Text:
Nach langer Suche habe ich im Netz aber noch einige Händler gefunden die das Gerät für 429€ anbieten! Ich habe es von einem Händler letzte Woche noch für 409 € bekommen! Musst einfach mal ein bisschen Googeln!
Gruß
toschi


----------



## Danfreak (23. Januar 2006)

*AW: Brandnew: Lowrance LMS 339c DF iGPS!*

@ toschi 
`ne PN wäre nicht schlecht.
Laß mich büdde nicht dumm sterben.


----------



## Angel-schlageter (23. Januar 2006)

*AW: Brandnew: Lowrance LMS 339c DF iGPS!*

Zur Frage nach der Lowrance Nautic Karte:
Es ist nur 1 MMC Karte mit allen Daten. Die Präzision ist fast identisch mit der Navionics. Das Einzige was fehlt ist der Tidenkalender. Und es gibt selten Stellen, an denen die Grundlinien nicht perfekt gezogen sind. Das alles ist aber im Vergleich zum Preis nur eine Kleinigkeit. Seezeichen und der Rest sind praktisch identisch. ABER: Leider nur für Lowrancegeräte.

Gegebene Daten:
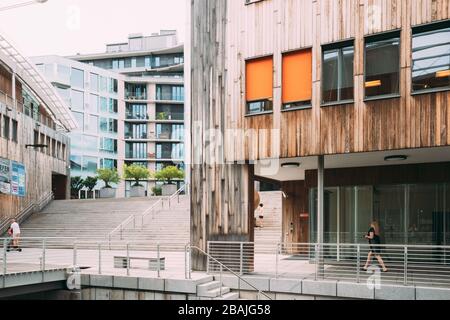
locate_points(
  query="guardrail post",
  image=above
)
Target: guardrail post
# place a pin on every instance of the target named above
(128, 259)
(316, 249)
(99, 258)
(158, 260)
(190, 261)
(276, 259)
(221, 280)
(207, 258)
(5, 263)
(74, 254)
(43, 260)
(405, 274)
(185, 262)
(358, 263)
(241, 259)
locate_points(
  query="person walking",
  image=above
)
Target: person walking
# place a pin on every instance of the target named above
(260, 215)
(374, 250)
(15, 235)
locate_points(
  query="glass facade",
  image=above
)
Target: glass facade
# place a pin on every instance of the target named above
(77, 100)
(77, 78)
(169, 93)
(136, 111)
(382, 65)
(169, 112)
(136, 150)
(415, 214)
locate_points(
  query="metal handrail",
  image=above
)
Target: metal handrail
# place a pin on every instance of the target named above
(240, 278)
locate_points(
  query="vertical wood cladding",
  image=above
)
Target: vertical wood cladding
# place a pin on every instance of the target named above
(272, 27)
(220, 203)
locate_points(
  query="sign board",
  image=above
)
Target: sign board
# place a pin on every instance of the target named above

Arbeitsauftrag: Gib den Abschnitt des Textes zum Lowrance LMS 339c von „Laß mich büdde“ bis „nur für Lowrancegeräte.“ wortgetreu wieder. Die Einträge stehen in keinem Zusammenhang mit dem Text.

Ergebnis:
Laß mich büdde nicht dumm sterben.


----------



## Angel-schlageter (23. Januar 2006)

*AW: Brandnew: Lowrance LMS 339c DF iGPS!*

Zur Frage nach der Lowrance Nautic Karte:
Es ist nur 1 MMC Karte mit allen Daten. Die Präzision ist fast identisch mit der Navionics. Das Einzige was fehlt ist der Tidenkalender. Und es gibt selten Stellen, an denen die Grundlinien nicht perfekt gezogen sind. Das alles ist aber im Vergleich zum Preis nur eine Kleinigkeit. Seezeichen und der Rest sind praktisch identisch. ABER: Leider nur für Lowrancegeräte.